:: TASK DATA
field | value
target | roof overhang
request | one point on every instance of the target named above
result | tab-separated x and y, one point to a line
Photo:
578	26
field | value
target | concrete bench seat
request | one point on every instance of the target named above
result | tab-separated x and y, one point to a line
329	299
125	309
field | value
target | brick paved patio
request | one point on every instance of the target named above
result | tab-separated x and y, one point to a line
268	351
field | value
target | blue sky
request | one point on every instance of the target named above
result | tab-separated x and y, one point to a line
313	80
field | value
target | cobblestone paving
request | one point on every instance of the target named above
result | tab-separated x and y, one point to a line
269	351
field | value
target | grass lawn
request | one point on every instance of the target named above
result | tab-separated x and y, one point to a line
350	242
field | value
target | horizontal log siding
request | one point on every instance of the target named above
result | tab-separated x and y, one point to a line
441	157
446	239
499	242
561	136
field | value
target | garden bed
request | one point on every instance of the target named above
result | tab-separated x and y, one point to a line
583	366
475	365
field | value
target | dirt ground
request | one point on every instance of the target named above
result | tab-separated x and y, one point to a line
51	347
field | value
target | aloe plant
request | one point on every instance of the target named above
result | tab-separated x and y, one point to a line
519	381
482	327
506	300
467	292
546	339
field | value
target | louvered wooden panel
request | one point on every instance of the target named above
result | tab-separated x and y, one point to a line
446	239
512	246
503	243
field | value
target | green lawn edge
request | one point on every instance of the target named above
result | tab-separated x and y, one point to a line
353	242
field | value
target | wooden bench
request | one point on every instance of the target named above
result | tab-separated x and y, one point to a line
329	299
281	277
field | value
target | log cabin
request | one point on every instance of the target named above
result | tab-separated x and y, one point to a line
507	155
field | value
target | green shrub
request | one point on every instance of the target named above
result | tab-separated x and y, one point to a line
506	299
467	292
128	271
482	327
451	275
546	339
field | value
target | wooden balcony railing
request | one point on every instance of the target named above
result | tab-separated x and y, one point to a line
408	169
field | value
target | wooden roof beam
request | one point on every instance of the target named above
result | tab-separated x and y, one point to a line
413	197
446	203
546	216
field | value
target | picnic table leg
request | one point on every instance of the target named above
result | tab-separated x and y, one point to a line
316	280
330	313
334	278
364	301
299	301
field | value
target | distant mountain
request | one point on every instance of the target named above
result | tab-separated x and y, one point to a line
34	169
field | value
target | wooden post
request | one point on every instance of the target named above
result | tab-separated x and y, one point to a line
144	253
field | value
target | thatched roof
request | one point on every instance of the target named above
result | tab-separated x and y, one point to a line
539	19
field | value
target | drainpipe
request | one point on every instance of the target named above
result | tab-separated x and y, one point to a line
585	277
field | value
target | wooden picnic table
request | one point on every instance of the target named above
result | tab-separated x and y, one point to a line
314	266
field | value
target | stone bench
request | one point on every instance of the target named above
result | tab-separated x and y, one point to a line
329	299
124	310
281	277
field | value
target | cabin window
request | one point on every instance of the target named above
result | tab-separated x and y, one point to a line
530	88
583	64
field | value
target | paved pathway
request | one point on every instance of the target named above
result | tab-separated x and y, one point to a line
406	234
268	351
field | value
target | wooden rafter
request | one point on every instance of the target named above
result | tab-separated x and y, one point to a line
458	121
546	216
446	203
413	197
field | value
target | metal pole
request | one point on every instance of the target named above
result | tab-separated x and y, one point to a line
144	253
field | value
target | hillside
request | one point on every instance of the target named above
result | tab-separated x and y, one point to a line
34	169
::::
▸ **PROBLEM DESCRIPTION**
Retype the listing. Match it exactly.

▸ **TASK ANSWER**
field | value
target | roof overhang
request | one point on every instance of the target named above
result | tab-separated x and y, one point to a line
Photo:
578	26
field | value
target | concrete bench seat
request | one point on every instance of the target named above
result | tab-separated x and y, one point to a line
329	299
125	309
field | value
target | brick paved patio
request | one point on every instance of the target named above
result | tab-separated x and y, one point to a line
268	351
field | value
target | blue sky
request | one point on every instance of the target named above
result | tab-separated x and y, one point to a line
313	80
field | value
target | cobblestone paving
request | one point on every instance of the target named above
result | tab-separated x and y, one point to a line
269	351
field | value
target | grass lawn
request | one point on every instance of the target named above
result | tab-separated x and y, one point to a line
350	242
field | value
target | horizontal log siding
request | one point on every instance of the target named above
result | tab-separated x and y, one point to a line
441	157
446	239
499	242
561	136
field | value
target | garden bed
request | one point on every instance of the target named above
result | tab-separated x and y, one point to a line
583	366
475	365
field | value
target | dirt ground
request | one point on every instance of the target named above
result | tab-separated x and y, one point to a line
51	347
field | value
target | aloe plant
request | one point on every instance of the target named above
result | tab-separated x and y, one point to a line
519	381
482	327
506	300
467	292
546	339
field | value
target | louvered wooden panel
request | one point on every instance of the target named above
result | tab-separated x and y, one point to a line
446	239
512	246
503	243
field | value
target | green lawn edge
request | one point on every instance of the target named above
result | tab-separated x and y, one point to a line
353	242
field | value
target | wooden bench
request | one point on every instance of the target named above
result | tab-separated x and y, one point to a line
329	299
281	277
field | value
target | log cabin
request | one point on every instance of the target named above
result | tab-separated x and y, one point to a line
507	155
field | value
target | green shrub
request | one point on every instance of the target named above
result | tab-separated x and y, one point to a line
506	299
467	292
128	271
482	327
451	275
546	339
field | value
target | wooden balcony railing
request | one point on every instance of the target named above
result | tab-separated x and y, one point to a line
408	169
field | value
target | wooden roof beam
request | one point on every instance of the target named above
result | tab-separated x and y, one point to a line
413	197
446	203
546	216
field | value
target | picnic table leg
request | one point on every instance of the target named above
result | tab-separated x and y, one point to a line
316	280
330	313
334	278
364	301
299	301
field | value
target | distant mountain
request | one point on every instance of the target named above
result | tab-separated x and y, one point to a line
34	169
field | value
target | wooden post
request | one point on every instance of the target named above
result | tab-separated x and y, one point to a line
144	253
field | value
target | thatched roof
request | one point on every instance of the target named above
result | tab-separated x and y, one point to a line
539	19
field | value
target | drainpipe
request | one point on every instance of the target named above
result | tab-separated x and y, one point to a line
585	277
field | value
target | wooden picnic table
request | one point on every instance of the target named above
result | tab-separated x and y, one point to a line
314	266
field | value
target | stone bench
request | one point on every instance of the target named above
result | tab-separated x and y, one point to a line
329	299
124	310
281	277
field | value
target | cabin window
request | one point on every instance of the target named above
result | tab-separated x and y, one point to a line
530	88
583	64
field | value
target | paved pathway
request | one point on every instance of the target named above
result | tab-separated x and y, one point to a line
406	234
268	351
field | value
target | wooden rafter
request | one point on every instance of the target named above
result | tab-separated x and y, one point to a line
458	121
546	216
446	203
413	197
field | value
target | metal pole
request | one point on every instance of the target named above
result | tab-separated x and y, one point to a line
144	253
field | value
target | hillside
request | one point on every instance of the target named above
result | tab-separated x and y, one point to a line
34	169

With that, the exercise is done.